▶ **PROBLEM TO SOLVE**
Repeat exactly, and only, the lines from the one containing "A test script needs to interact with the granite" through the end of the records.

▶ **DATASET RECORDS**

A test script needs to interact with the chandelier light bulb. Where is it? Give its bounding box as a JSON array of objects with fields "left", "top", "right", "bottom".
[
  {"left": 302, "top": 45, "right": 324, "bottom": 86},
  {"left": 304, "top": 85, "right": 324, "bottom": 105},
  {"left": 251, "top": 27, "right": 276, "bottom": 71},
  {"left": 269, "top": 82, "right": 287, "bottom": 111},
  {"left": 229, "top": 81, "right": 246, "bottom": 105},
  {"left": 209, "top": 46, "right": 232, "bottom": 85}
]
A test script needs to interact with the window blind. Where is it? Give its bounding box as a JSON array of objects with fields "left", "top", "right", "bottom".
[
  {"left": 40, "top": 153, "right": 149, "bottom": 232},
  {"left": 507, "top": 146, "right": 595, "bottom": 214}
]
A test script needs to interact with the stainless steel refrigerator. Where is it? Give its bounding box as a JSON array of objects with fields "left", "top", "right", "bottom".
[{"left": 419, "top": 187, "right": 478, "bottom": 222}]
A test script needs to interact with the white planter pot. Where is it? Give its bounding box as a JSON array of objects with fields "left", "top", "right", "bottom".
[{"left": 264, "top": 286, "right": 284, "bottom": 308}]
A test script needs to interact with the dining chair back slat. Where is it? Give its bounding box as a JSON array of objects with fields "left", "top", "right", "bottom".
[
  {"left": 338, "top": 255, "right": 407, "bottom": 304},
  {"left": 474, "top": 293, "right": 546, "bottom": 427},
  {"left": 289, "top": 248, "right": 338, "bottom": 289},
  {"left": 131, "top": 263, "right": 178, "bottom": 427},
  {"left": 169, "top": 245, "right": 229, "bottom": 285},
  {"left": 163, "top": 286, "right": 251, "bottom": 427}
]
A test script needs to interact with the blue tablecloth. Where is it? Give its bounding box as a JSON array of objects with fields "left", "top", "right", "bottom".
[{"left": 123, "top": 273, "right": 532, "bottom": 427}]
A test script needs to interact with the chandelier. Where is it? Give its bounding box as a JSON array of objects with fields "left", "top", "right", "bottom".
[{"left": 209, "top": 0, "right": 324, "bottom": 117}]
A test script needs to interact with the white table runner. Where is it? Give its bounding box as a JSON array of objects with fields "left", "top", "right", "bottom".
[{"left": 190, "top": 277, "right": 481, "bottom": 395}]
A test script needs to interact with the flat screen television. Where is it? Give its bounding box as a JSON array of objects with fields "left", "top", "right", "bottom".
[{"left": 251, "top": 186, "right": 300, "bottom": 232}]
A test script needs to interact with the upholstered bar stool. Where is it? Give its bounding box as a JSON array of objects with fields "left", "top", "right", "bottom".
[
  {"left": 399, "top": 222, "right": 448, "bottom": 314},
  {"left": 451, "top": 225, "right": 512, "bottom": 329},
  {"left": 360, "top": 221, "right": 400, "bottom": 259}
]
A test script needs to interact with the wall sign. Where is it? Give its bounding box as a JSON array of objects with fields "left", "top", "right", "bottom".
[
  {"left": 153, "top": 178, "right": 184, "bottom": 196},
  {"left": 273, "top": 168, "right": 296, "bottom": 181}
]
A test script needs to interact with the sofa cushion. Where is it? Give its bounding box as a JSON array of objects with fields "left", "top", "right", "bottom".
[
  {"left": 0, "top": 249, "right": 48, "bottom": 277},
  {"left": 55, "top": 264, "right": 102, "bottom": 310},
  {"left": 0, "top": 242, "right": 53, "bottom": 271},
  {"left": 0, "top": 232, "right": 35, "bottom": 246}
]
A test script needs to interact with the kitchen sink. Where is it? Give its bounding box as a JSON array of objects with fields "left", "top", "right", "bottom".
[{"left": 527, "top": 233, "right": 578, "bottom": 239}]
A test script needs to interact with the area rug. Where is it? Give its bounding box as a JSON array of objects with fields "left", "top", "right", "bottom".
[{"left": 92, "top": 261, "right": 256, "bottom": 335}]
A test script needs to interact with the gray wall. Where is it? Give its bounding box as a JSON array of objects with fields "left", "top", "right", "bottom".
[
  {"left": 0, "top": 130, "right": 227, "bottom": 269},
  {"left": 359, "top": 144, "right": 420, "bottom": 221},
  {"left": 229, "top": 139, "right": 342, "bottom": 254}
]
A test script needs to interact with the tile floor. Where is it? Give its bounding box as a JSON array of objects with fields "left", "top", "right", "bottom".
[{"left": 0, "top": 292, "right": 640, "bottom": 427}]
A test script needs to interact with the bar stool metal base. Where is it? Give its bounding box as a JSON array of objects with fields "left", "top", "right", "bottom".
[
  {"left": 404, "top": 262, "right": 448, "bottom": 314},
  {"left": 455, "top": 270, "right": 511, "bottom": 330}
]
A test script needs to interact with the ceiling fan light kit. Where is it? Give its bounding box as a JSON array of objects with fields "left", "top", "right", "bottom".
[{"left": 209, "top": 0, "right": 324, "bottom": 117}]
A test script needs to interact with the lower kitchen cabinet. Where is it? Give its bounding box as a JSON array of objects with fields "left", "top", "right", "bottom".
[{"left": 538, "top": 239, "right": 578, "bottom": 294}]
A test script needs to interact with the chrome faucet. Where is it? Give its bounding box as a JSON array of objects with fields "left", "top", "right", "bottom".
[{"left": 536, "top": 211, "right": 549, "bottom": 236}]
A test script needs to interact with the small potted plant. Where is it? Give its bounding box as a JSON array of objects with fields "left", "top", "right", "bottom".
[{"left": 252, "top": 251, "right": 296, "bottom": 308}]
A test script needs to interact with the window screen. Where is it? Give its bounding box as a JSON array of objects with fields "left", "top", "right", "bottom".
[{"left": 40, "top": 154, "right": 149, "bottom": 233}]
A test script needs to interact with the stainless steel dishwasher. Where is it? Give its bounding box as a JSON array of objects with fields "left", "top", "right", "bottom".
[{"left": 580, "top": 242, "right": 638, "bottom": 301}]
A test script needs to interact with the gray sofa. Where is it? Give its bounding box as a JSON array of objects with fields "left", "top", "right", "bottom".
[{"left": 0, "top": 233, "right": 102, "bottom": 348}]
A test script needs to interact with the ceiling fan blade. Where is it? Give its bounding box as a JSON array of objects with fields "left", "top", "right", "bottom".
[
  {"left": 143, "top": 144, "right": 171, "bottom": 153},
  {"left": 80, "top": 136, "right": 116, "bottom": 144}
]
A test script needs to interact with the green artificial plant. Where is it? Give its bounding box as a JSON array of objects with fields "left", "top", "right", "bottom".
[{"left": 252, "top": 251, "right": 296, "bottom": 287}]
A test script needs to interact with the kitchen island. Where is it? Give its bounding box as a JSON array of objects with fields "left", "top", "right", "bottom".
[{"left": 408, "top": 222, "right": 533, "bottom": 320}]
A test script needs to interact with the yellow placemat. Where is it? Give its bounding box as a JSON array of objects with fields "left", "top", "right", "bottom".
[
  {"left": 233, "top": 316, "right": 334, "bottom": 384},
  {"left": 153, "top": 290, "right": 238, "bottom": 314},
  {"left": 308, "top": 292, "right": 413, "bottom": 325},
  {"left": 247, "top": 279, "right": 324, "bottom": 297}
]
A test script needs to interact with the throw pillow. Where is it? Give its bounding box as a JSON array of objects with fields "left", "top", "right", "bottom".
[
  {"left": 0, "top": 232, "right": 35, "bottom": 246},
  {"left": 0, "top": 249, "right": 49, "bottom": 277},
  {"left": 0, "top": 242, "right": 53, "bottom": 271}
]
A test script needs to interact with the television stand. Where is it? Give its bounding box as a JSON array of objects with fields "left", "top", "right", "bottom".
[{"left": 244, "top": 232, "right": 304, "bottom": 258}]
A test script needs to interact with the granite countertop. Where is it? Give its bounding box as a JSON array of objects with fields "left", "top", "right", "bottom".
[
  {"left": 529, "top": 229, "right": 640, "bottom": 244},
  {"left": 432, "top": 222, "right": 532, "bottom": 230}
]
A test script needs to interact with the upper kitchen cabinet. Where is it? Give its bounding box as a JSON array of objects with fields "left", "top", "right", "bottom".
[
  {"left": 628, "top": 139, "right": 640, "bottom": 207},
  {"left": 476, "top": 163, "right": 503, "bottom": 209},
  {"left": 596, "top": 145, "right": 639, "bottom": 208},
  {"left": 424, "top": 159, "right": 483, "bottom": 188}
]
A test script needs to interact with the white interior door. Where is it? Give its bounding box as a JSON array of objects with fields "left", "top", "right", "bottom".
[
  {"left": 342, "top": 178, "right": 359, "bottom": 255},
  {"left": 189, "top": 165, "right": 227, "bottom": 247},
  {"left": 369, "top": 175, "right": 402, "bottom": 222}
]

▶ **SOLUTION**
A test script needs to interact with the granite countertop. Where is it? Give its bounding box as a JSON array of objects with fields "left", "top", "right", "bottom".
[
  {"left": 529, "top": 229, "right": 640, "bottom": 244},
  {"left": 432, "top": 222, "right": 532, "bottom": 230}
]
A test script needs to interact with the upper kitchen cabinet. Where is it? Give its bounding box as a JSON array of objects with fields "left", "top", "right", "bottom".
[
  {"left": 628, "top": 139, "right": 640, "bottom": 207},
  {"left": 476, "top": 163, "right": 503, "bottom": 209},
  {"left": 596, "top": 145, "right": 639, "bottom": 208},
  {"left": 424, "top": 159, "right": 483, "bottom": 188}
]
A test script needs to interact with the white interior door. Where is it? Give its bounding box as a JSON array of objects with fields "left", "top", "right", "bottom".
[
  {"left": 342, "top": 178, "right": 359, "bottom": 255},
  {"left": 189, "top": 165, "right": 227, "bottom": 247},
  {"left": 369, "top": 175, "right": 402, "bottom": 222}
]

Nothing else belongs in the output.